The task
Every record shown here needs to be repeated exactly.

(Referring expression pointing data)
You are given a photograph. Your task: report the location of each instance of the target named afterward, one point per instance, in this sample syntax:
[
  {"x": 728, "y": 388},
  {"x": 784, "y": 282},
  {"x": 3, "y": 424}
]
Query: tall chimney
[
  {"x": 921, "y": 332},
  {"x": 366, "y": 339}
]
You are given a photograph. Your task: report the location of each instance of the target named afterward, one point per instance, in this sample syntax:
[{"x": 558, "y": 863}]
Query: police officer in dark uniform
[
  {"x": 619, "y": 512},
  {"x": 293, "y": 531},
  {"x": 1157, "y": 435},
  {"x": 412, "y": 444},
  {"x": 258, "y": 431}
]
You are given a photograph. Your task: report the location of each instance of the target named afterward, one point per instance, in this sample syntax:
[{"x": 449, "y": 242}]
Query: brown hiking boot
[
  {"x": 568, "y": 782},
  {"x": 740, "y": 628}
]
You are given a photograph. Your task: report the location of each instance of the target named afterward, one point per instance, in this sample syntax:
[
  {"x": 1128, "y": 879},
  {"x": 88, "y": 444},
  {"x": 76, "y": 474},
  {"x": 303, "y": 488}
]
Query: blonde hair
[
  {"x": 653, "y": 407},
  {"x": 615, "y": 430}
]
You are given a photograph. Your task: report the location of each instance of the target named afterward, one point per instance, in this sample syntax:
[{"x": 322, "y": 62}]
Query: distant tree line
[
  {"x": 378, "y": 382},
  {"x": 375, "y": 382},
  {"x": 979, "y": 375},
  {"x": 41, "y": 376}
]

Solution to this problem
You are given a photograph. Your task: report the location of each instance of the target named afterward, one point per instance, in this sample syntax:
[
  {"x": 728, "y": 388},
  {"x": 784, "y": 282},
  {"x": 3, "y": 424}
]
Query: tall chimney
[
  {"x": 921, "y": 332},
  {"x": 366, "y": 339}
]
You are given a photograph. Your task: report the location of each instance of the target named afterward, one point per instance, in this sample syntax:
[{"x": 558, "y": 863}]
Query: police officer in dark uniform
[
  {"x": 619, "y": 512},
  {"x": 293, "y": 531},
  {"x": 1157, "y": 435},
  {"x": 412, "y": 444},
  {"x": 258, "y": 431}
]
You are given a photograph. Your task: report the location of each instance of the target named afterward, one point per instance, in this sample syntax:
[{"x": 449, "y": 242}]
Query: brown hiking boot
[
  {"x": 568, "y": 782},
  {"x": 740, "y": 628}
]
You are given a photograph. Your task: report the location of each instance of the target named afterward, one point per instance, in this sample syntax:
[
  {"x": 1128, "y": 879},
  {"x": 88, "y": 444},
  {"x": 76, "y": 474},
  {"x": 303, "y": 488}
]
Query: blonde hair
[
  {"x": 653, "y": 407},
  {"x": 615, "y": 430}
]
You are given a photograph. Your task: report the location of each instance of the target named afterward, one point per instance, in this sample syntax:
[{"x": 322, "y": 62}]
Query: distant tree line
[
  {"x": 378, "y": 382},
  {"x": 375, "y": 382},
  {"x": 979, "y": 375},
  {"x": 41, "y": 376}
]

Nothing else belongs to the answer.